• [Challenge] Return the entries verbatim and drop every picture.

[Object pointing dataset rows]
⁂
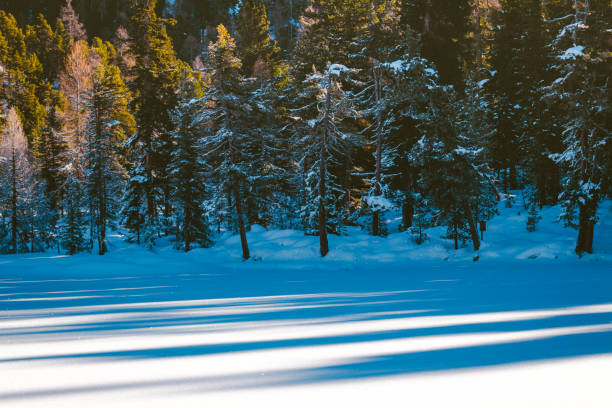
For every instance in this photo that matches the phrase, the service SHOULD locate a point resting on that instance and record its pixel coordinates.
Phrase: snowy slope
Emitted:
(381, 321)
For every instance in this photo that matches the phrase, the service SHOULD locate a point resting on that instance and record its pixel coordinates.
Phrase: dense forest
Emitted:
(186, 118)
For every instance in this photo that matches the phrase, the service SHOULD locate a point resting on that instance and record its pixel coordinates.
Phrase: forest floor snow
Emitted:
(379, 322)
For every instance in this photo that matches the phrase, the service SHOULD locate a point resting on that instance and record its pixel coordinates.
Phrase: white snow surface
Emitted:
(573, 52)
(379, 322)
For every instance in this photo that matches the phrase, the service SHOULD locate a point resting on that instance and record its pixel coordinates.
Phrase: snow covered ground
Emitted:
(379, 322)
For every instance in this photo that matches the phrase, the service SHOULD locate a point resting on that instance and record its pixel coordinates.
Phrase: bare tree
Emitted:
(72, 24)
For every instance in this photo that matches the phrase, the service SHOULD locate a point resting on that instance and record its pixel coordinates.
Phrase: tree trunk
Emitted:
(187, 229)
(323, 243)
(14, 204)
(378, 192)
(407, 213)
(243, 241)
(472, 224)
(586, 227)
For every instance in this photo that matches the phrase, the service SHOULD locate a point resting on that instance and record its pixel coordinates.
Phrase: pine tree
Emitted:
(453, 174)
(323, 139)
(22, 198)
(76, 84)
(52, 148)
(155, 78)
(253, 38)
(227, 115)
(444, 28)
(186, 168)
(583, 89)
(108, 126)
(523, 136)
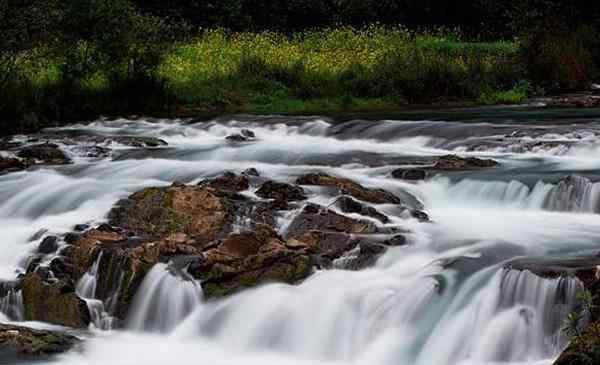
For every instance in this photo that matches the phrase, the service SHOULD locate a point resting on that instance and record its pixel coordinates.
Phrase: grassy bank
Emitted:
(320, 71)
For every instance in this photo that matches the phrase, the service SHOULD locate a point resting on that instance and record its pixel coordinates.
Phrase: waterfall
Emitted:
(86, 289)
(11, 304)
(164, 299)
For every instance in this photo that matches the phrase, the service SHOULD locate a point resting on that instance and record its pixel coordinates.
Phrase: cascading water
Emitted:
(164, 299)
(444, 298)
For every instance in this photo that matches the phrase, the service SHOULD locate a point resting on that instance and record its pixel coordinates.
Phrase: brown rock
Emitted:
(349, 187)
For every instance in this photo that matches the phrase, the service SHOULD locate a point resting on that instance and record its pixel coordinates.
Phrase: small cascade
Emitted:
(571, 194)
(166, 296)
(86, 289)
(574, 194)
(11, 304)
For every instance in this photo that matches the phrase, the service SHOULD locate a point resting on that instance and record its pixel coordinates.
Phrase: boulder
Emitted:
(228, 182)
(48, 245)
(409, 174)
(349, 187)
(9, 164)
(281, 191)
(349, 205)
(28, 342)
(54, 303)
(314, 217)
(199, 211)
(454, 162)
(48, 153)
(247, 259)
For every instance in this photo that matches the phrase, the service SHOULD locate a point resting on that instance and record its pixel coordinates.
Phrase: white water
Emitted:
(444, 299)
⁂
• [Answer to the exercise]
For every instance in this photo that matches the phrase, the service SHOULD locate a point resting on that instance and record its pixel coordinates.
Phrase: snowy slope
Emitted:
(381, 321)
For every instance in this photo that matches the phrase, the service SHOULD locate a point resting on that instance and record its pixel coordinates.
Phrase: dense forest
Emitted:
(186, 118)
For every instance in this photo that matches the phrase, the service SHOULD locate a point resting on that instance and record its pixel coordinates.
Phrase: forest floor snow
Emitted:
(379, 322)
For every instance in this photo that matches the phrase, the service SHOULD locate a point resting on that instance and record its pixel coordinates.
Phrase: white snow surface
Emitted:
(573, 52)
(379, 322)
For every instance in this photo that matches the phrase, the service SHOULD locate a point resting on that instance and record its pixel coordinates.
Phrase: snow covered ground
Emitted:
(379, 322)
For every instance in this photo that matches the phrase, the service SHOULD locate a point resting on that instance and record its pixel coordinates.
Phrase: bare tree
Emitted:
(72, 24)
For every instance in this photo that matches the phrase, the service SHOULD locate a point resting on that instance and record its pixel coordinates.
Phrase: tree trunk
Emitted:
(187, 229)
(323, 243)
(14, 204)
(378, 192)
(407, 213)
(243, 241)
(472, 224)
(586, 227)
For every instance in this photo that matches the phrase, the service SHOULD locate a point resting on that instance and record its pixel coordinates.
Phrase: pine tree
Emitted:
(453, 174)
(323, 139)
(22, 198)
(76, 84)
(52, 148)
(155, 78)
(253, 38)
(227, 115)
(444, 28)
(186, 168)
(583, 89)
(108, 126)
(523, 136)
For every instance in this photo that matches the phrase, the service SHOULD locate a point resting on that instance and record its pixel coordinates.
Phrase: grassy bank
Emitted:
(320, 71)
For every instance in this photo that matches the phrase, the service SHOULD locate a point resting on that instance and record its pixel coordinates.
Phrase: waterfall
Emitted:
(86, 289)
(11, 304)
(164, 299)
For every instance in this photo that matches the phrase, the service SHOULD locate a point resting on that instance and record its pixel coordinates.
Phrase: cascading water
Emitted:
(164, 299)
(444, 298)
For every instance in this photo that matches the phrase, the service SHOULD locate a point resting on that instance and record its pixel coordinates.
Phrase: brown rock
Emitted:
(349, 187)
For every instance in this photo that matches the phrase, the service SHOULD locate a point resting on that instance and record its pixel coordinates.
Phrase: small cascade
Emitted:
(571, 194)
(166, 296)
(86, 289)
(574, 194)
(11, 304)
For every instance in this photo that matches the phrase, the service SHOULD locate a point resting on that instance and record its pixel coordinates.
Phrase: boulder
Emitted:
(228, 182)
(48, 245)
(409, 174)
(349, 187)
(9, 164)
(281, 191)
(349, 205)
(28, 342)
(54, 303)
(314, 217)
(199, 211)
(454, 162)
(48, 153)
(247, 259)
For every instance in this photo that matches the phrase, the service SHOULD locate a point resting on that instance and record its pixel coordinates.
Phrase: white water
Emitted:
(444, 299)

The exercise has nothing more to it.